TEXT →

Men and Depression
Depression is a serious medical condition that affects the body, mood, and thoughts. It affects the way one eats and one sleeps, one’s self-concept, and the way one thinks about things. A depressive disorder is not the same as a passing blue mood. It is not a sign of personal weakness or a condition that can be willed or wished away. People with a depressive illness cannot merely “pull themselves together” and get better.
Without treatment, symptoms can last for weeks, months, or years. Appropriate treatment, however, often involving medication and/or short-term psychotherapy, can help most people who suffer from depression.
“I can remember it started with a loss of interest in basically everything that I like doing. I just didn’t feel like doing anything. I just felt like giving up. Sometimes I didn’t even want to get out of bed.”
—Rene Ruballo, Police Officer
Depression can strike anyone regardless of age, ethnic background, socioeconomic status, or gender; however, large-scale research studies have found that depression is about twice as common in women as in men.1,2 In the United States, researchers estimate that in any given one-year period, depressive illnesses affect 12 percent of women (more than 12 million women) and nearly seven percent of men (more than six million men).3 But important questions remain to be answered about the causes underlying this gender difference. For example, is depression truly less common among men, or are men just less likely than women to recognize, acknowledge, and seek help for depression?
In focus groups conducted by the National Institute of Mental Health (NIMH) to assess depression awareness, men described their own symptoms of depression without realizing that they were depressed. Notably, many were unaware that “physical” symptoms, such as headaches, digestive disorders, and chronic pain, can be associated with depression. In addition, they expressed concern about seeing a mental health professional or going to a mental health clinic, thinking that people would find out and that this might have a negative impact on their job security, promotion potential, or health insurance benefits. They feared that being labeled with a diagnosis of mental illness would cost them the respect of their family and friends, or their standing in the community.

DATASET ENTRIES →
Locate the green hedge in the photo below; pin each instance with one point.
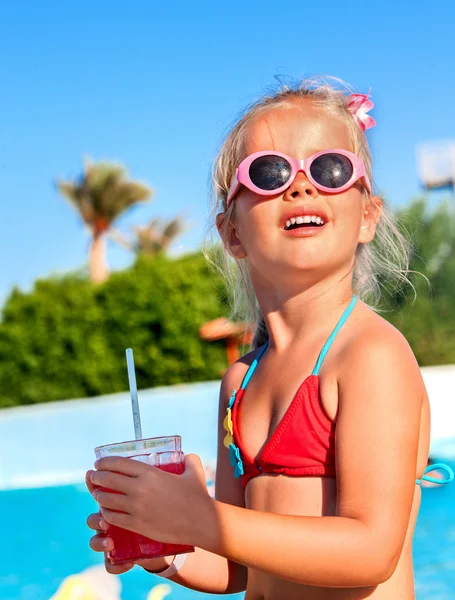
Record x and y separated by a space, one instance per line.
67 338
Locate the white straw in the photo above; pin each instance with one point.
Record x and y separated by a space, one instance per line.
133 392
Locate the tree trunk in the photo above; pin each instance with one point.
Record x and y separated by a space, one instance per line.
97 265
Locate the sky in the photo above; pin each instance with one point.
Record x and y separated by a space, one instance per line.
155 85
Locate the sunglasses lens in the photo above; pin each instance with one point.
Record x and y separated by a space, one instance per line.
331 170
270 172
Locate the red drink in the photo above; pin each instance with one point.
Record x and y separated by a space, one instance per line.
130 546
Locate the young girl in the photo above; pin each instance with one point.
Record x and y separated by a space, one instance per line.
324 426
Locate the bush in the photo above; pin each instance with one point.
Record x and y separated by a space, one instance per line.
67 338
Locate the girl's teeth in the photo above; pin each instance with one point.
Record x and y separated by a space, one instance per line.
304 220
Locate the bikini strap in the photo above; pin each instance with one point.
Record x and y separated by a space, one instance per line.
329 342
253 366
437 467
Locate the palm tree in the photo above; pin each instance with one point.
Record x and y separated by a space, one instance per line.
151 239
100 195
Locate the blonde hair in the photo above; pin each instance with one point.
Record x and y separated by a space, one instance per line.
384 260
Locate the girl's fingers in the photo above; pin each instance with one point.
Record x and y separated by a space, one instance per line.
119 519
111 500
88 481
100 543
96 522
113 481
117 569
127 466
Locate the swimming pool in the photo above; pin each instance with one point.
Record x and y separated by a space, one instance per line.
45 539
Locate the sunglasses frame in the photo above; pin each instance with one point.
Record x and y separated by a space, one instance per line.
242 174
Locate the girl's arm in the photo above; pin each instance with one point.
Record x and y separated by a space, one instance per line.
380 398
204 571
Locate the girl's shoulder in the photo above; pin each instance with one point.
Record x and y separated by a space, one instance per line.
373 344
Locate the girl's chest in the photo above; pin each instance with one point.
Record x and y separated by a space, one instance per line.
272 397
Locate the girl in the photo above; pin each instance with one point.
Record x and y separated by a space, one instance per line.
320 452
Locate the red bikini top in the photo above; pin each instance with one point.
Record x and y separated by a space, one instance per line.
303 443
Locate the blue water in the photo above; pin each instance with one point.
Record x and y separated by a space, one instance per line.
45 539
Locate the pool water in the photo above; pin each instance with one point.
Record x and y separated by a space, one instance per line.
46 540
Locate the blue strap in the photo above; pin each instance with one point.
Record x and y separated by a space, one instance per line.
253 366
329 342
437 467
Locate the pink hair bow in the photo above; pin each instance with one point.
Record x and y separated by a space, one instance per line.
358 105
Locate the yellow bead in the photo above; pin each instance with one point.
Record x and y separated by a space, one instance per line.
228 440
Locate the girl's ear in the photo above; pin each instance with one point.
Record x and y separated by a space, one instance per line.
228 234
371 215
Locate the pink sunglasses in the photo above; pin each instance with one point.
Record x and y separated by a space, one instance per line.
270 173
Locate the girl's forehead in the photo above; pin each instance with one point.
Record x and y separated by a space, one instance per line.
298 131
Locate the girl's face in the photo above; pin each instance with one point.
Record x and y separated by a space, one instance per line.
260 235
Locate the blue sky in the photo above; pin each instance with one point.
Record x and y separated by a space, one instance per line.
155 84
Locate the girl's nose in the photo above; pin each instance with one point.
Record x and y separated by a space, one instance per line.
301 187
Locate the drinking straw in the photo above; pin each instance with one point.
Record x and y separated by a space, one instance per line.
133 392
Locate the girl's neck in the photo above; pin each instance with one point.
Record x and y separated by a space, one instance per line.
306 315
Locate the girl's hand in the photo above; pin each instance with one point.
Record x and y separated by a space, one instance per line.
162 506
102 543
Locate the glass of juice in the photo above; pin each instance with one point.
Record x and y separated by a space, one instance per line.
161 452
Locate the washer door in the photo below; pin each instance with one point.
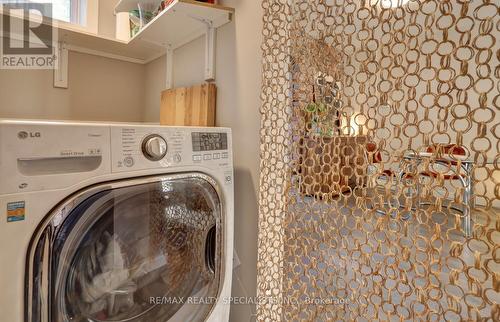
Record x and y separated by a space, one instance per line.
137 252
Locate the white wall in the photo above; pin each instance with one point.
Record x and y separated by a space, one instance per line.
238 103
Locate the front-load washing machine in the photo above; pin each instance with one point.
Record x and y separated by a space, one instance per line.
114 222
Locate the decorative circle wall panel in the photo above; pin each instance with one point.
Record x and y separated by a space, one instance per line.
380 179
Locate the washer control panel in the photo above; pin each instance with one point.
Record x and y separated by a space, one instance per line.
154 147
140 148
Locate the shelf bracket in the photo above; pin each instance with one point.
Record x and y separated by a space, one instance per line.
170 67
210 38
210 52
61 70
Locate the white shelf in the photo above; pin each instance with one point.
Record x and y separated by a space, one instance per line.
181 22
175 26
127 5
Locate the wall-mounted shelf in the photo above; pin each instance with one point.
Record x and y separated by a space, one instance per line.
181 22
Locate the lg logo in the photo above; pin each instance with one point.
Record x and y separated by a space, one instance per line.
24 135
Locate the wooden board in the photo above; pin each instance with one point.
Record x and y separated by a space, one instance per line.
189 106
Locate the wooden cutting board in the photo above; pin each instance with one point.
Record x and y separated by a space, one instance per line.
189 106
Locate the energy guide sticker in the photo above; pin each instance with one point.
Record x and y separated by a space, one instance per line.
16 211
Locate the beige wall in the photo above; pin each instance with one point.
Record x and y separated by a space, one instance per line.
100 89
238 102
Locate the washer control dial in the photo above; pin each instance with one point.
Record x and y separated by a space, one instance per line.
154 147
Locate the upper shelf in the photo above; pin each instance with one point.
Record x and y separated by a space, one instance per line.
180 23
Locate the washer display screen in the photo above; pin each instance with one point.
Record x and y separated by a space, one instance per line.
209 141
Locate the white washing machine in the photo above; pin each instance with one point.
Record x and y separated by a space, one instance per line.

PROBLEM SET →
**A.** Decide whether each statement agrees with the text on men and depression, answering yes or no and quoting the words of the text that settle it.
(i) Depression is about twice as common in women as in men.
(ii) Without treatment, symptoms of depression last only a few days.
(iii) Men in the NIMH focus groups knew that headaches can be associated with depression.
**B.** Answer these questions from the text on men and depression.
(i) What percentage of women do depressive illnesses affect in the United States in any given one-year period?
(ii) What is Rene Ruballo's occupation?
(iii) Which organization conducted the focus groups?
**C.** Carry the text on men and depression forward from its final sentence.
The lines between the text and this point were taken from a different source.

RESULTS IN ORDER →
**A.**
(i) Yes: "depression is about twice as common in women as in men"
(ii) No: "Without treatment, symptoms can last for weeks, months, or years."
(iii) No: "many were unaware that “physical” symptoms, such as headaches, digestive disorders, and chronic pain, can be associated with depression"

**B.**
(i) 12 percent
(ii) Police officer
(iii) The National Institute of Mental Health (NIMH)

**C.**
Over the past 20 years, biomedical research including genetics and neuroimaging has helped to shed light on depression and other mental disorders—increasing our understanding of the brain, how its biochemistry can go awry, and how to alleviate the suffering that mental illnesses can cause. Brain imaging technologies are now allowing scientists to see how effective treatment with medication or psychotherapy is reflected in changes in brain activity.4 As research continues to reveal that depressive disorders are real and treatable, and are no more a sign of weakness than cancer or any other serious illness, more and more men with depression may feel empowered to seek treatment and find improved quality of life.
Types of Depression
Depression comes in different forms, just as is the case with other illnesses such as heart disease. This booklet briefly describes three of the most common types of depressive disorders. However, within these types there are variations in the number of symptoms, their severity, and persistence.
Major depression (or major depressive disorder) is manifested by a combination of symptoms (see symptom list below) that interferes with the ability to work, study, sleep, eat, and enjoy once pleasurable activities. A major depressive episode may occur only once; but more commonly, several episodes may occur in a lifetime. Chronic major depression may require a person to continue treatment indefinitely.
A less severe type of depression, dysthymia (or dysthymic disorder), involves long-lasting symptoms that do not seriously disable, but keep one from functioning well or feeling good. Many people with dysthymia also experience major depressive episodes at some time in their lives.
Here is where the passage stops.